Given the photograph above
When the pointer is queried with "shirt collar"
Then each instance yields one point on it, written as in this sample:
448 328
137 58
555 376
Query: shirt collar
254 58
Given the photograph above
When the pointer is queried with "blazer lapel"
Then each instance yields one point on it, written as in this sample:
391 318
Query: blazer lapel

= = = = = = =

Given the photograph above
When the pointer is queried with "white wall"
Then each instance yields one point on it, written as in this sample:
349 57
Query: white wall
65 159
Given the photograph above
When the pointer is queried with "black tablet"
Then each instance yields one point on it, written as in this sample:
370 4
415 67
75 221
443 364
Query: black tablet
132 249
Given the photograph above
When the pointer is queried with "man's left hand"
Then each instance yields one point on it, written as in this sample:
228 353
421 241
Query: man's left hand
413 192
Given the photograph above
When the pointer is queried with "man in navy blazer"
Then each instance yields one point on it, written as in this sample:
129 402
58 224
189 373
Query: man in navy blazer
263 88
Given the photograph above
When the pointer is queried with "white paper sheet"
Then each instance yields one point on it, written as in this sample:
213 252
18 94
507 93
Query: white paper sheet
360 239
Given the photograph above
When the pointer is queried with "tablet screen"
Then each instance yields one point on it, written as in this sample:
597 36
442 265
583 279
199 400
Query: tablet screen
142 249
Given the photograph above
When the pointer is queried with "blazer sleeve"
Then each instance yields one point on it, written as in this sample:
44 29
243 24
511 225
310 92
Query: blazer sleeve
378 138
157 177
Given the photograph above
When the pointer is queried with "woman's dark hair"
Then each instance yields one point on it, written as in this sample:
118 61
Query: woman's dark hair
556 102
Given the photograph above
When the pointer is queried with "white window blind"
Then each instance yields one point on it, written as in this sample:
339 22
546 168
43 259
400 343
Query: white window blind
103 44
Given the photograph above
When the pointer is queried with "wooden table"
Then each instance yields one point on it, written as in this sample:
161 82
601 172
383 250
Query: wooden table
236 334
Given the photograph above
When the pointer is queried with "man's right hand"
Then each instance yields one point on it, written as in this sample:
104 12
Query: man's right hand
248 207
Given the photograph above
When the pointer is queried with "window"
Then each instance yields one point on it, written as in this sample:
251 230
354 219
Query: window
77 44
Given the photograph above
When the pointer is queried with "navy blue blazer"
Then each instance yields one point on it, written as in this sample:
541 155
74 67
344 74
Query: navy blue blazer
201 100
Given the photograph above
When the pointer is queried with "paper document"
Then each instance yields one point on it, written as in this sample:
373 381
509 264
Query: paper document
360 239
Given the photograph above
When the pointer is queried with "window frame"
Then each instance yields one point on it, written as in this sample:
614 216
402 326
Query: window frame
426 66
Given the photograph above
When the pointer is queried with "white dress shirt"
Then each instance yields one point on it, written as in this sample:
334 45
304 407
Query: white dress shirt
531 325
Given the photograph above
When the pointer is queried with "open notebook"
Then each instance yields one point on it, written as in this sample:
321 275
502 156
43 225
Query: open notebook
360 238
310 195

= = = = = = =

> **Instruction**
Which lines of the material above contain the word "sleeve"? Copy each of them in full.

> **Result for this task**
When the pointer is queried with "blazer sleeve"
Query: blazer sleeve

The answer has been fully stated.